### SOURCE EXTRACT
* START *

The wait staff served everyone their drinks at the small tables we set up for everyone but we ket the appetizers off to the side so people could get up and get them if they chose to do so.
I kept things pretty simple…
In terms of where and how I set things up, again, because I had never done anything like this before, I wanted to keep things as simplified as possible. We set up two adjoining tables in the Karaoke section. One table had all of my books displayed along with my promotional postcards and I signed all the books on the other table. I didn’t bring any other convention stuff – including table drapery. It was just the books and postcards and my pens for signing – as you’ll see from the pictures at the end of this article.
I did bring copies of all my books as I figured there might be people who were there to support the fourth book but might be interested in also purchasing volumes 1, 2 or 3. Sure enough, that is exactly what happened. Book four was featured the most, of course, but I found out it was a great idea to also bring all of your other books “just in case”.
In the end…
Here are some interesting things that happened:
- Everyone who came to the event purchased at least one book.
- As mentioned above, some people purchased the entire set (vol 1-4) and some purchased multiple copies of the fourth book.

* END *

### TASKS FOR THIS EXERCISE
A. In the book signing account, where were the two adjoining tables set up?
B. Please extend the book signing account, picking up after its final line.

Stored dataset items
* START *

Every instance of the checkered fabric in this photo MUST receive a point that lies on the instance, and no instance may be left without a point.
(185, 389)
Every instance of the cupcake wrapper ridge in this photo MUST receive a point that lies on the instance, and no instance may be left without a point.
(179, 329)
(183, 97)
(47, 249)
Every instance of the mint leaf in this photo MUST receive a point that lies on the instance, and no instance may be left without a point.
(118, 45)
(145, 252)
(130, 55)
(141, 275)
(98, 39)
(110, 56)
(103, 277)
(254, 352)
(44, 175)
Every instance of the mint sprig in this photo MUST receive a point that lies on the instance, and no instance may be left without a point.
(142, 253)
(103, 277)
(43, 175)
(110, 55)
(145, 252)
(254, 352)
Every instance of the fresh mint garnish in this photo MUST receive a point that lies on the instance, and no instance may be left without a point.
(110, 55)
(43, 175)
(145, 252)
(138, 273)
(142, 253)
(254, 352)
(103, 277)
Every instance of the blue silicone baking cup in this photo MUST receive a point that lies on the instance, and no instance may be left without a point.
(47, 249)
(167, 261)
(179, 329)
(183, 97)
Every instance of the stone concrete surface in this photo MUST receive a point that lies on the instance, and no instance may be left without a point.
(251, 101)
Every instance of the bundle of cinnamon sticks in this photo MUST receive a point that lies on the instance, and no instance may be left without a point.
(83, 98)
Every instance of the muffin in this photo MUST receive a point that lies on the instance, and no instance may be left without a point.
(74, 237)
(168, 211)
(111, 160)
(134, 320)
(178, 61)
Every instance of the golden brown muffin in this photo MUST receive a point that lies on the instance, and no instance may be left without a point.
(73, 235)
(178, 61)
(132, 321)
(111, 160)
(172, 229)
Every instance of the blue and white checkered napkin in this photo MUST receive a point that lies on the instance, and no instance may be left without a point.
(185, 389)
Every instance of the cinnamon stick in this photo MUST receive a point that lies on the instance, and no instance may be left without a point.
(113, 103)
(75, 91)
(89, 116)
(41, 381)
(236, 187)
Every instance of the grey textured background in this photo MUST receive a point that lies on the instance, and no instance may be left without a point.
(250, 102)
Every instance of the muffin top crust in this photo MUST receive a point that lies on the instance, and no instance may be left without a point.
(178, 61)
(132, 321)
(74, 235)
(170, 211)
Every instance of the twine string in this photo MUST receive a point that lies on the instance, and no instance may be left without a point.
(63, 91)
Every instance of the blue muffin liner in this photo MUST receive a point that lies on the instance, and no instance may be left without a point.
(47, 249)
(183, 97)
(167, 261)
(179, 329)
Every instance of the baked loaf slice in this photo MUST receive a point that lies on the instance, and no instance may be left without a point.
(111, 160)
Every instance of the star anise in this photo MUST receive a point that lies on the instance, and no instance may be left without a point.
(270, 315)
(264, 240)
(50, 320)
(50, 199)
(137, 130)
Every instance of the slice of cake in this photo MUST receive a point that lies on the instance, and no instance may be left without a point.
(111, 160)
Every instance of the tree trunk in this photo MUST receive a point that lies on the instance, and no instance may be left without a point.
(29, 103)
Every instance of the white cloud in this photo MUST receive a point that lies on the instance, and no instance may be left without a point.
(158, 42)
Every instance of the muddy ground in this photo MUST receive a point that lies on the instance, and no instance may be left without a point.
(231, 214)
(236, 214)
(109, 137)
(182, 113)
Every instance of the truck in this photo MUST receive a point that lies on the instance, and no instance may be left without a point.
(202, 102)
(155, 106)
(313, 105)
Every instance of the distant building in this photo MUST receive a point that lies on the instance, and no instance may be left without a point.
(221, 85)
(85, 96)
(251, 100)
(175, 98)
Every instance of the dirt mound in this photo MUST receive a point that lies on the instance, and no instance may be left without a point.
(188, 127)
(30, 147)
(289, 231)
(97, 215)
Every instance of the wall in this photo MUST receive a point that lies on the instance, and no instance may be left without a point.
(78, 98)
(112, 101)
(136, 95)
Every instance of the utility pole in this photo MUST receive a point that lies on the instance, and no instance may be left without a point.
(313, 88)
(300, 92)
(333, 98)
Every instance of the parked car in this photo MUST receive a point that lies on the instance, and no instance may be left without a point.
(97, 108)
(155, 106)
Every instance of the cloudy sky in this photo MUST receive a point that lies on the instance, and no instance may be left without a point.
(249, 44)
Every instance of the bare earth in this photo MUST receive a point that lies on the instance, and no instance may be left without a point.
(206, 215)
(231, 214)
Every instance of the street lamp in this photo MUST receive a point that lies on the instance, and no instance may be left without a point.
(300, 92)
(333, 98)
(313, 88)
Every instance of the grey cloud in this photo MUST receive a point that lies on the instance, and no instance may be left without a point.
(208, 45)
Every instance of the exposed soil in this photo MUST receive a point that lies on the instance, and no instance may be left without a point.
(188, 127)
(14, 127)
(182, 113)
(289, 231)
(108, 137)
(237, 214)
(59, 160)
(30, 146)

* END *

### RESULTS BY TASK
A. In the Karaoke section.

B.
- Almost everyone who came, ordered an additional meal – usually that was a pizza but some ordered other stuff from the Padrino’s II menu
- A few people visited the bar and bought a couple of drinks while they were there
- They all individually tipped the wait staff
So, if you’re thinking about doing this at a local restaurant in your area, you can also pitch the fact that such an event not only will usually bring more money in by meals but that their wait staff can also earn a little extra as well. I know our waitress had a great time meeting everyone and mentioned how great of an event it turned out to be for her as well!
The total drink and appetizer tab for me was $34 (plus an extra big tip for our waitress too). But, the total book purchases exceeded $250. I far out-earned whatever amount I paid for food and drinks, easily!
Overall, it was, without a doubt, a huge success in my book and gave me some real valuable experience for the book signing party I decide to do.
So, what would I do differently?
One of the things I would do differently is plan much farther in advance.
I did this in a very short time span due to my upcoming fall and winter convention schedule so I only had a short window of an opportunity here. But I proved it can be done.
I would contact my local newspaper and see if someone might be willing to cover the event.
This would be especially true if I held the event at a library or some kind of convention hall.
Although I would absolutely do this again at Padrino’s II, I might look at a convention or conference hall of some kind.
Just to see if I could get more people to show up. A local fire department bingo hall might be another great place as well.
I’d see if I couldn’t get my local cosplaying community involved some how.
This would obviously work much better at a comic book store though.
I would create advertisement about the event and display it in the restaurant.
This is actually something Nino suggested for the next time as well.
I would make a budget and purchase $5 gift cards or free appetizers for everyone that showed up to the event.
This might get expensive but maybe you could set a limit to the first 10 – 15 people who show up for the event.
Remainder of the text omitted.